* _WORK INSTRUCTIONS_
The lines in the listing below are to be given again exactly, starting at the line holding "Each instance of the neck" and ending at the line holding "Each instance of the denim". Do not include pictures.

* _PROVIDED RECORDS_
· · · · ·
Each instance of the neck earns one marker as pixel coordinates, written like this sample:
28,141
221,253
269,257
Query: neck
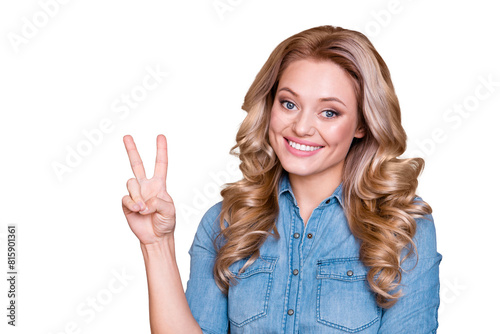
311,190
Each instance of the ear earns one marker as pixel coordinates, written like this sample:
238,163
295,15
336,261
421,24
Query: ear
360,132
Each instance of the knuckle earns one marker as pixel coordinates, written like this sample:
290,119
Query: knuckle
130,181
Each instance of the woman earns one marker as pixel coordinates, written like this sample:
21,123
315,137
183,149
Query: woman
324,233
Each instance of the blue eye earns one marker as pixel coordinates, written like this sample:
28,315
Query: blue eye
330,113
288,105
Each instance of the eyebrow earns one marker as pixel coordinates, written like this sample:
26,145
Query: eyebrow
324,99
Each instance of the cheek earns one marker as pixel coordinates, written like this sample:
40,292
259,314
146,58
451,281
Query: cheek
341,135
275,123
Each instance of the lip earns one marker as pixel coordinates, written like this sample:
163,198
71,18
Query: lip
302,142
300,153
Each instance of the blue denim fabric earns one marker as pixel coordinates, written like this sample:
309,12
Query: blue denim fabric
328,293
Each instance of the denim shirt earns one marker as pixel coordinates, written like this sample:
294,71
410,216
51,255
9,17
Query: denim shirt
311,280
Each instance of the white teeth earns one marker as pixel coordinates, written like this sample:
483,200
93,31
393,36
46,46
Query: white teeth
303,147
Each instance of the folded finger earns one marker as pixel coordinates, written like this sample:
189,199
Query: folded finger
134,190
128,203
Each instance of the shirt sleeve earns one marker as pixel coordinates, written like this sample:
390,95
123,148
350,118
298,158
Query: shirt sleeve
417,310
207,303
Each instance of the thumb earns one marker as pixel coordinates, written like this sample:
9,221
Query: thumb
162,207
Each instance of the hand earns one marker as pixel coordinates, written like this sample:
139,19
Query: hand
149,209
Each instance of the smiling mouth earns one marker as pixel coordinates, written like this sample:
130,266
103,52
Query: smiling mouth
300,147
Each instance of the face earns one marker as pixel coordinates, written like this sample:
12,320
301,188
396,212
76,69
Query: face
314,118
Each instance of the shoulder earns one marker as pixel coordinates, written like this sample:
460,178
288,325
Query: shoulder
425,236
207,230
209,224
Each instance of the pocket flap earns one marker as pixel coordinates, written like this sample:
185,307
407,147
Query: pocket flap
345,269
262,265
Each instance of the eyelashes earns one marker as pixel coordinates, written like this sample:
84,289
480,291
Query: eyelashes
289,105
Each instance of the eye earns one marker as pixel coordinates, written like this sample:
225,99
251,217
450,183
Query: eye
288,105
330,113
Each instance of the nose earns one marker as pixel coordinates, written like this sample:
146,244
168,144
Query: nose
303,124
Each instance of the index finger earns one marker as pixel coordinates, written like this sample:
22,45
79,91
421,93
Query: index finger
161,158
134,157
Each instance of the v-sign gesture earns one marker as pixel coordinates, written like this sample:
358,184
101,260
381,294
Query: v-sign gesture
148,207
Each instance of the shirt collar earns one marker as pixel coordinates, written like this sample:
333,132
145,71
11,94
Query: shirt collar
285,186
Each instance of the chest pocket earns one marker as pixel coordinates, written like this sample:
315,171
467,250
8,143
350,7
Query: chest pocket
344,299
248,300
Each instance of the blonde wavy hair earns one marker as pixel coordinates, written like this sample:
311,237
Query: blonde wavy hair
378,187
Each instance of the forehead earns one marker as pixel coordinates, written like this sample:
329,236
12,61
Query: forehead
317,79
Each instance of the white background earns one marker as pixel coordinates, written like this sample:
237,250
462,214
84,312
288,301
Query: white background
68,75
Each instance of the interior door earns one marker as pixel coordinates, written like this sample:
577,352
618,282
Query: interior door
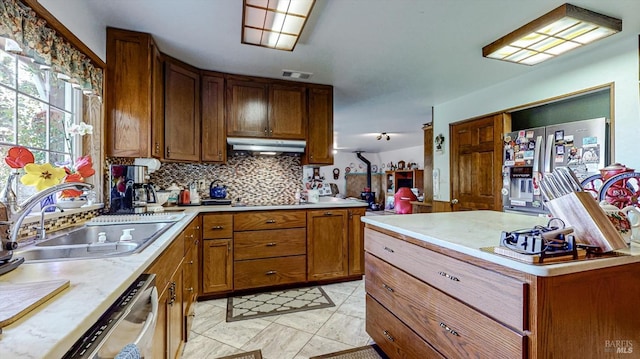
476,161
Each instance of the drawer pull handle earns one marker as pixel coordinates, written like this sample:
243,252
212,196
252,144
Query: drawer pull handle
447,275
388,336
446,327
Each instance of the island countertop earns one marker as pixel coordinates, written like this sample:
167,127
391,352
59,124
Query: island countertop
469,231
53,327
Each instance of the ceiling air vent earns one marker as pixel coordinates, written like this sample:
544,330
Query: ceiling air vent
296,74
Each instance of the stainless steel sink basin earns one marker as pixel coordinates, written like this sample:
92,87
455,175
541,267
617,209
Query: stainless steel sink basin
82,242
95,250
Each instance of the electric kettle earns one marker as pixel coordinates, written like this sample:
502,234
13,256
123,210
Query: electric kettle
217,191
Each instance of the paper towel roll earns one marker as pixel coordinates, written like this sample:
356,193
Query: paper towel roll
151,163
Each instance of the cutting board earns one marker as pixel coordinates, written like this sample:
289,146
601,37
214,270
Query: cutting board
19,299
· · · · ·
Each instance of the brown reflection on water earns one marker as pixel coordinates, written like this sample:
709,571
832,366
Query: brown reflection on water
· · · · ·
* _EXPECTED ANSWER_
Each instance of the neck earns one marker as pixel coordinates, written like this sample:
28,141
221,253
269,257
Query: neck
311,190
Each instance of the ear earns one marker as pixel coordinates, written like this sample:
238,163
295,15
336,261
421,24
Query: ear
360,132
Each instance of the knuckle earns one marker as pixel coordinates, written like this sample:
290,119
Query: knuckle
130,181
Each instance of the woman earns one marker as pixel coordinates, written like this sample:
21,123
315,137
183,149
Query: woman
324,233
Each instance of the blue eye earns one marker as pixel coordinates, written like this sample:
28,315
Query: blue eye
330,113
288,105
Each instance of the eyebrow earns one marker as pixel coordinates, written like this sample:
26,145
Query: eyebrow
324,99
Each instance of the cheek earns one marker as pixel coordinates, written like this sample:
40,292
259,314
146,58
451,281
Query: cheek
341,135
275,123
Each instance of the lip earns one marker as pixel coordinates, written like this sample:
163,198
71,18
Query: lip
302,142
300,153
Each instance of the blue denim fabric earns one marker as pixel coordinates, written like this sample:
309,12
Query: blue denim fabric
328,293
Each instance of the denim shirt earns one marker as pixel coordinates, written like this sample:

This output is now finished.